Instructions for the task
Please render every line of the material below as a JSON list of strings, one string per line, with blank lines omitted.

Items listed in a dataset
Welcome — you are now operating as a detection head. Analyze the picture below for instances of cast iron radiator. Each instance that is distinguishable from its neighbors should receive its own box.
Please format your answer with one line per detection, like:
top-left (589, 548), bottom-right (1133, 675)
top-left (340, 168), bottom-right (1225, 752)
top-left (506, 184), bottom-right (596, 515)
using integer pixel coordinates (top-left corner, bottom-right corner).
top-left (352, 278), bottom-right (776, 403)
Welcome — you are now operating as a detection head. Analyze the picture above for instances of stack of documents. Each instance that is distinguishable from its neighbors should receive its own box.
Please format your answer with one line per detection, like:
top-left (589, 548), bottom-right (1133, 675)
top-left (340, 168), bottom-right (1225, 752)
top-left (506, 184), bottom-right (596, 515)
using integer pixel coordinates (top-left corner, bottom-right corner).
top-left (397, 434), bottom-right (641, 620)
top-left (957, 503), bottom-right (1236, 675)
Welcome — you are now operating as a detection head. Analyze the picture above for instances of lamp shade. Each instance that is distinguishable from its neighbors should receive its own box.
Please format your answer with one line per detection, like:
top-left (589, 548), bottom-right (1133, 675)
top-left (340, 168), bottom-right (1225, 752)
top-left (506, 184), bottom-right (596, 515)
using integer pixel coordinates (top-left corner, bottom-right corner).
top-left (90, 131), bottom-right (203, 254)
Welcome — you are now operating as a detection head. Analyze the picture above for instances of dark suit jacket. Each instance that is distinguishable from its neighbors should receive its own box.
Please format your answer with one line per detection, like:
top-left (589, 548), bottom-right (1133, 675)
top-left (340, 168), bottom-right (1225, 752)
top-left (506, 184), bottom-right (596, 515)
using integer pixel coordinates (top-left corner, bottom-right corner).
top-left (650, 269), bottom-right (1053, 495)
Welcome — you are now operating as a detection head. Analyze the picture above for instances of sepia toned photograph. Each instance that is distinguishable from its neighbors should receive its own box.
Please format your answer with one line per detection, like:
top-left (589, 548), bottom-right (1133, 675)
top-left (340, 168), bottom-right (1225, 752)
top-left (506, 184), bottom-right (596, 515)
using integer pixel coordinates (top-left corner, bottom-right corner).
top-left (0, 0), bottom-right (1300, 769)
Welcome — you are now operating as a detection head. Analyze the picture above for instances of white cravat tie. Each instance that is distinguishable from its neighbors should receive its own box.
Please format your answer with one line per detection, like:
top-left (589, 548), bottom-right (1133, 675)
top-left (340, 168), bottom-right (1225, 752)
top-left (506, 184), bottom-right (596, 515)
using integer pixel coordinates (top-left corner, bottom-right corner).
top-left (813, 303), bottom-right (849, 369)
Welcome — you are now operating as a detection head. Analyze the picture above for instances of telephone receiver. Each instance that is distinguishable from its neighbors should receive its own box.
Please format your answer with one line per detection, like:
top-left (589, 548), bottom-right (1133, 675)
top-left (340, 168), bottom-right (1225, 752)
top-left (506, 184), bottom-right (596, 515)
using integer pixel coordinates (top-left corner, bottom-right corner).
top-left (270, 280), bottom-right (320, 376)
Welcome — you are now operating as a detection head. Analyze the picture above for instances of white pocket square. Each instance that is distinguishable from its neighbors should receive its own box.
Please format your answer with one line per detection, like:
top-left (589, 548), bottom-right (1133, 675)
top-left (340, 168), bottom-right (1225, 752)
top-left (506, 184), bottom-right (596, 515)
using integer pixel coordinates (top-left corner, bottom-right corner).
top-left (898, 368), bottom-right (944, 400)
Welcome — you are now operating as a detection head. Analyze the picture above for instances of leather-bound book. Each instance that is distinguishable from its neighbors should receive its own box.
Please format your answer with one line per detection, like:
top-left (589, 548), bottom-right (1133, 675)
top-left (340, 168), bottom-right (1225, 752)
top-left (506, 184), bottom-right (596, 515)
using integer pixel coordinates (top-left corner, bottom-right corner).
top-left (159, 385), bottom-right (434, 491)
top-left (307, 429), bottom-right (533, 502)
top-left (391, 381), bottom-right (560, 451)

Correct result
[
  "Welcome — you are now operating as a detection head. Analyze the picture below for instances of cast iron radiator. Each instance that is distinguishable from its neighbors should receive its own box.",
  "Please format your answer with one line per detection, like:",
  "top-left (589, 548), bottom-right (1133, 675)",
  "top-left (340, 168), bottom-right (1225, 752)",
  "top-left (506, 184), bottom-right (596, 515)",
  "using integer pixel coordinates (top-left corner, bottom-right corner).",
  "top-left (352, 278), bottom-right (776, 403)",
  "Welcome — you are now operating as a detection head. Analyze the picture above for instances of stack of documents. Each instance that is distinguishable from its neighbors should receive its own box.",
  "Please format your answer with one line per detection, like:",
  "top-left (589, 548), bottom-right (1133, 675)",
  "top-left (340, 168), bottom-right (1225, 752)",
  "top-left (506, 184), bottom-right (596, 515)",
  "using integer pixel coordinates (top-left corner, bottom-right corner).",
  "top-left (397, 434), bottom-right (641, 620)",
  "top-left (957, 503), bottom-right (1236, 675)",
  "Welcome — you are now operating as a detection head. Analyze the picture above for instances of lamp shade. Each instance that is distinguishable from its neighbors should receive its own box.",
  "Please format your answer with one line per detection, like:",
  "top-left (589, 548), bottom-right (1133, 675)",
  "top-left (340, 168), bottom-right (1225, 752)",
  "top-left (506, 184), bottom-right (596, 515)",
  "using integer pixel coordinates (top-left corner, bottom-right corner).",
  "top-left (90, 131), bottom-right (203, 254)",
  "Welcome — you are now operating as a detection head. Analyze the picture above for instances of dark suit jacket. Each instance that is distinguishable from its neighbors should receive its own box.",
  "Please format your answer with one line per detection, like:",
  "top-left (589, 548), bottom-right (1133, 675)",
  "top-left (340, 168), bottom-right (1225, 752)",
  "top-left (506, 184), bottom-right (596, 515)",
  "using integer pixel coordinates (top-left corner, bottom-right corner).",
  "top-left (650, 269), bottom-right (1053, 495)",
  "Welcome — you are now operating as a detection head. Analyze the picture above for instances of sepia toned photograph. Each instance that is distinguishable from its neighbors should receive its own box.",
  "Please format your answer with one line per detection, like:",
  "top-left (589, 548), bottom-right (1133, 675)",
  "top-left (340, 168), bottom-right (1225, 752)",
  "top-left (506, 184), bottom-right (596, 515)",
  "using integer pixel coordinates (top-left corner, bottom-right corner).",
  "top-left (0, 0), bottom-right (1300, 769)",
  "Welcome — you are now operating as a detection head. Analyze the picture above for instances of white cravat tie. Each instance that is distinguishable from its neighbors should receive its own box.",
  "Please format your answer with one line per detection, like:",
  "top-left (589, 548), bottom-right (1133, 675)",
  "top-left (340, 168), bottom-right (1225, 752)",
  "top-left (506, 184), bottom-right (596, 515)",
  "using integer pixel coordinates (top-left corner, bottom-right corner).",
  "top-left (813, 303), bottom-right (849, 369)",
  "Welcome — you are now operating as a detection head. Analyze the picture above for instances of telephone receiver. Each instance that is distinguishable from its neighbors should receive its own box.",
  "Please format your answer with one line per detection, like:",
  "top-left (589, 548), bottom-right (1133, 675)",
  "top-left (340, 168), bottom-right (1225, 752)",
  "top-left (506, 184), bottom-right (596, 515)",
  "using integer pixel coordinates (top-left corner, bottom-right corner).",
  "top-left (270, 280), bottom-right (320, 376)",
  "Welcome — you are now operating as a detection head. Analyze the picture above for instances of white pocket square. Each instance that is distinguishable from its neighbors should receive its own box.",
  "Please format your answer with one line per detection, like:",
  "top-left (589, 548), bottom-right (1133, 675)",
  "top-left (340, 168), bottom-right (1225, 752)",
  "top-left (506, 184), bottom-right (596, 515)",
  "using integer pixel coordinates (top-left corner, bottom-right corner).",
  "top-left (898, 368), bottom-right (944, 400)",
  "Welcome — you are now operating as a detection head. Analyze the picture above for instances of leather-bound book. Each instance that is distinguishable from its neighbors should receive its own box.",
  "Please format your answer with one line per detection, like:",
  "top-left (589, 548), bottom-right (1133, 675)",
  "top-left (340, 168), bottom-right (1225, 752)",
  "top-left (506, 184), bottom-right (596, 515)",
  "using integer pixel coordinates (top-left corner, bottom-right corner).",
  "top-left (159, 385), bottom-right (434, 491)",
  "top-left (307, 429), bottom-right (533, 502)",
  "top-left (391, 381), bottom-right (560, 451)"
]